Nine of ten Syrian refugee families in Lebanon are living in extreme poverty, a United Nations (UN) report published on Friday said.
The report warned nearly 89 per cent will be struggling to fulfil their most basic needs by the end of the year, up from 55 per cent in 2019.
The UN High Commissioner for Refugees (UNHCR), the World Food Programme and the Children’s Fund (Unicef) blamed Lebanon’s economic crisis, currency collapse, the coronavirus pandemic, and Beirut blast for the rapid downturn.
Mireille Girard, UNHCR Representative for Lebanon, was quoted as saying: “The consecutive crises have affected all communities in Lebanon – Lebanese, refugees, migrants, and other – and the most vulnerable are the hardest hit.”
“The situation of Syrian refugees in Lebanon has been deteriorating for years, but the finds of this year’s survey are a dramatic indication of how difficult it has become for them to make it through another day.”
Girard later warned Syrian refugee families in Lebanon could be “facing their hardest winter yet… braving the winter elements with very little to stay warm and safe.”
Lebanon plays host to an estimated 1.5 million Syrians, amounting to a quarter of the country’s entire population.
However, the country is grappling with its worst economic crisis since the end of the civil war in 1990, with rising unemployment, soaring inflation and a collapsing currency.
The findings of the report indicated that approximately nine in ten Syrian refugee households are in debt with 93 per cent forced into lending in order to pay for food.
Food prices have almost tripled in Lebanon since October 2019, according to the report.
Half of Syrian refugee families surveyed for the report were found to be suffering from food insecurity, up from 28 per cent in 2019.
Researchers also found the number of households with inadequate diets had doubled compared to the previous year, rising from 25 to 49 per cent in 12 months.
The number of households reducing meal portions or frequency was also found to be on the rise.
The report added that refugee families had limited access to remote learning during the pandemic, often due to poor or non-existent internet connections.

* INFORMATION SUPPLIED:
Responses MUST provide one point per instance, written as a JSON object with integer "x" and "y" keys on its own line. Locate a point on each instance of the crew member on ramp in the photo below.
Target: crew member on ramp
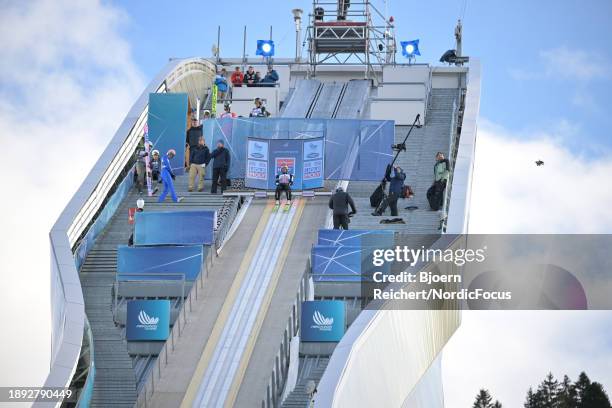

* USING THE INFORMATION:
[1] Copy verbatim the part of the article on Syrian refugees in Lebanon that begins at the words "Nine of ten" and stops after the words "the rapid downturn.".
[2] According to the article on Syrian refugees in Lebanon, how have food prices in Lebanon changed since October 2019?
[3] What factors does the article on Syrian refugees in Lebanon say the three UN agencies blamed for the rapid downturn? List all of them.

* ANSWERS TO THE TASKS:
[1]
Nine of ten Syrian refugee families in Lebanon are living in extreme poverty, a United Nations (UN) report published on Friday said.
The report warned nearly 89 per cent will be struggling to fulfil their most basic needs by the end of the year, up from 55 per cent in 2019.
The UN High Commissioner for Refugees (UNHCR), the World Food Programme and the Children’s Fund (Unicef) blamed Lebanon’s economic crisis, currency collapse, the coronavirus pandemic, and Beirut blast for the rapid downturn.

[2] They have almost tripled.

[3]
- Lebanon's economic crisis
- Currency collapse
- The coronavirus pandemic
- The Beirut blast